▶ Your task:
Rewrite the lines below, swapping "candle holder" for "candlestick" wherever it appears and keeping everything else the same. Leave the pictures out.

▶ Rows:

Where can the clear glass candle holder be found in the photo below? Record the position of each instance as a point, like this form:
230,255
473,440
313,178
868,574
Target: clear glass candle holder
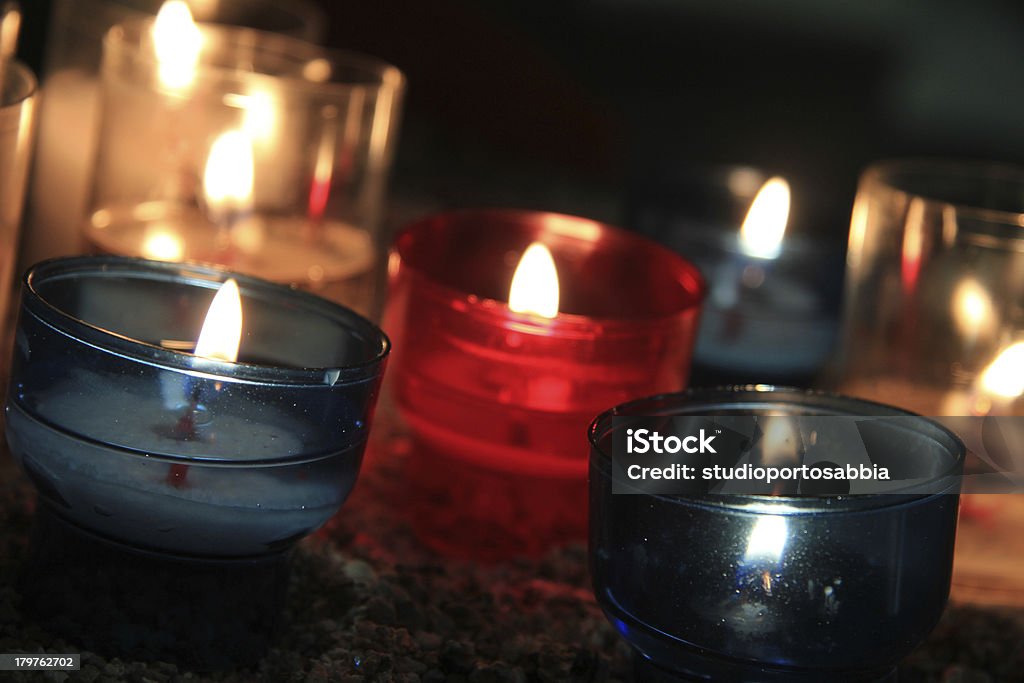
69,122
171,486
735,587
934,323
256,152
497,401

▶ Written response:
Where can the clear glass candlestick be found in the photo below? Record the position of each instance as a point, like this form:
230,255
473,440
313,178
868,574
Target: clear glass candlestick
69,122
171,486
735,587
934,323
256,152
497,401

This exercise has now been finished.